▶ 情報の活用
A - 本文で、江頭事業部長が提案の核になると語っているものは何か。
B - 本文の一部を、「リニアコンベアを提案の核に/ヤマハ発動機 江頭綾子ロボティクス事業部長 インタビュー」という語句を含む箇所から書き始め、「かなるものか、江頭事業部長に話を聞いた。」の直後で止めて、そのまま書き写す。

▶ 読む文章
....
生産現場のロボット化と自動化を支援するウェブマガジン

2022.12.23

リニアコンベアを提案の核に/ヤマハ発動機 江頭綾子ロボティクス事業部長 インタビュー

「2024年以降、ロボットや自動化システムの需要はこれまで以上に高まる」とヤマハ発動機ロボティクス事業部長の江頭綾子執行役員は語る。その時を見据え、同社はロボットなどを組み立てる浜松ロボティクス事業所の大幅拡張を急ぐ。高いシェアを誇るスカラロボットに加え、垂直多関節ロボットや直交ロボットなどさまざまな産業用ロボットをラインアップするが、「提案の核となるのは、リニアコンベア」と江頭事業部長は語る。その戦略とはいかなるものか、江頭事業部長に話を聞いた。

ロボティクス事業所を大幅拡張

「ロボティクス事業所の大幅拡張を進めている」と話す江頭綾子ロボティクス事業部長

――今回は浜松市北区にあるヤマハ発動機浜松ロボティクス事業所にうかがいましたが、かなり大規模に工事をされていますね。
....
▶ 提供された行
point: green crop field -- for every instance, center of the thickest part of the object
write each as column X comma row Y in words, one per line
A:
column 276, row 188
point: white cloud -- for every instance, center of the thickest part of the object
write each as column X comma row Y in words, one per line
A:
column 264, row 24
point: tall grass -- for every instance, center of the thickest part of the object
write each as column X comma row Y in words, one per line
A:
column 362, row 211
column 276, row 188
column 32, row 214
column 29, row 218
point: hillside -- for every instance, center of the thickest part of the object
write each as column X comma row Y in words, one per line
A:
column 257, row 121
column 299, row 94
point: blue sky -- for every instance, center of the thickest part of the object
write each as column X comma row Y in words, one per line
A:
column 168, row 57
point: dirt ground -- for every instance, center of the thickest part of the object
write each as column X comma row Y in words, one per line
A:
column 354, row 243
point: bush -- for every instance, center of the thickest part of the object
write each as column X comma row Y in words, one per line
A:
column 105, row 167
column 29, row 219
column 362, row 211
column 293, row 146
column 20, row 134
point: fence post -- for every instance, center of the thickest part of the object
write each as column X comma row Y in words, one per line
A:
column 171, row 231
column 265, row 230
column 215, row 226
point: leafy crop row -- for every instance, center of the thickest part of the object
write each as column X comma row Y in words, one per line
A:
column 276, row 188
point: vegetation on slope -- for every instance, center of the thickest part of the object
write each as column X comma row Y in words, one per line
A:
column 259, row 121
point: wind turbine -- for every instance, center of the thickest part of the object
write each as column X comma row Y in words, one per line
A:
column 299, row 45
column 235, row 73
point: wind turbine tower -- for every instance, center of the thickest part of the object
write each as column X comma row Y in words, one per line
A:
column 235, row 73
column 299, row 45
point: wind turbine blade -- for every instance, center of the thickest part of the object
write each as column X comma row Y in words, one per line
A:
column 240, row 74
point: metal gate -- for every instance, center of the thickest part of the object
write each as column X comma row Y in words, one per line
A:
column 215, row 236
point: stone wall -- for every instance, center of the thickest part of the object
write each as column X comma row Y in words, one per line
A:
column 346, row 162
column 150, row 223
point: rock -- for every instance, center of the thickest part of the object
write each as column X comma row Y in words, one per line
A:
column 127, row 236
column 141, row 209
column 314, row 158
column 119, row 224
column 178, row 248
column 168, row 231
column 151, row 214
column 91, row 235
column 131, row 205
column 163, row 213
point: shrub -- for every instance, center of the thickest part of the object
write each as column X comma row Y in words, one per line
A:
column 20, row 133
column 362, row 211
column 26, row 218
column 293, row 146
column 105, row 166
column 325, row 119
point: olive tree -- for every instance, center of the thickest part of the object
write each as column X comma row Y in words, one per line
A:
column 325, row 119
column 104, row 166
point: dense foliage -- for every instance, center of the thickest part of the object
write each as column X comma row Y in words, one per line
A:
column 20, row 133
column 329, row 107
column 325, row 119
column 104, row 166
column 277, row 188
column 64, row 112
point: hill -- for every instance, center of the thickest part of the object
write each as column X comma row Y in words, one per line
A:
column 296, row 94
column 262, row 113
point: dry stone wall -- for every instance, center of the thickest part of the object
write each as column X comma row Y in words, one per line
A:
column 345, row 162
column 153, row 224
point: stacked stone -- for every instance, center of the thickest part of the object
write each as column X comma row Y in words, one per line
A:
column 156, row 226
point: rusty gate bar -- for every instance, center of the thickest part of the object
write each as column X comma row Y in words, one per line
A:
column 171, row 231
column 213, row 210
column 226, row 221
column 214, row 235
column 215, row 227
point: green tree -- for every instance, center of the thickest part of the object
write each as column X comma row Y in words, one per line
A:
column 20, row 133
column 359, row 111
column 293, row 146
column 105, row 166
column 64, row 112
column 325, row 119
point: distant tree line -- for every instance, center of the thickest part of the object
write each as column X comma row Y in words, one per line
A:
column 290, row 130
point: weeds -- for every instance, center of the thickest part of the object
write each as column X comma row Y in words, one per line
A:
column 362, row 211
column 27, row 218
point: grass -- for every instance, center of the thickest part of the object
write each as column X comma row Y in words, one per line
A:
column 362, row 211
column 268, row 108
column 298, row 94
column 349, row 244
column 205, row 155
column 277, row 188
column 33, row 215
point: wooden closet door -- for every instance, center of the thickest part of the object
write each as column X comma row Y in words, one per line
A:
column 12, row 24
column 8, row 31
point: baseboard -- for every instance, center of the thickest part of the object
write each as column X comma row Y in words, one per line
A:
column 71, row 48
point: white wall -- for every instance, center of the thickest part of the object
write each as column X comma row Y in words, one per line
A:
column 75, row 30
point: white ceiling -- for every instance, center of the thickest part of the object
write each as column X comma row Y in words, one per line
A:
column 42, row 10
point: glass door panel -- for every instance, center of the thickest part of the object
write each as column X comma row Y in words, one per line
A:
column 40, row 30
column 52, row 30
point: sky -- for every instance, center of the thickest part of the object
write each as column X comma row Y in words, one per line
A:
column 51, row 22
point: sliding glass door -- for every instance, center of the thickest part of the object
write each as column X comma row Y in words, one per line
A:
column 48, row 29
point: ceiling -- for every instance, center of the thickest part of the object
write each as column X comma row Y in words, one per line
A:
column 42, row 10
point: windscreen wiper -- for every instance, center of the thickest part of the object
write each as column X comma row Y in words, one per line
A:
....
▶ 各項目の解答
A - リニアコンベア

B -
リニアコンベアを提案の核に/ヤマハ発動機 江頭綾子ロボティクス事業部長 インタビュー

「2024年以降、ロボットや自動化システムの需要はこれまで以上に高まる」とヤマハ発動機ロボティクス事業部長の江頭綾子執行役員は語る。その時を見据え、同社はロボットなどを組み立てる浜松ロボティクス事業所の大幅拡張を急ぐ。高いシェアを誇るスカラロボットに加え、垂直多関節ロボットや直交ロボットなどさまざまな産業用ロボットをラインアップするが、「提案の核となるのは、リニアコンベア」と江頭事業部長は語る。その戦略とはいかなるものか、江頭事業部長に話を聞いた。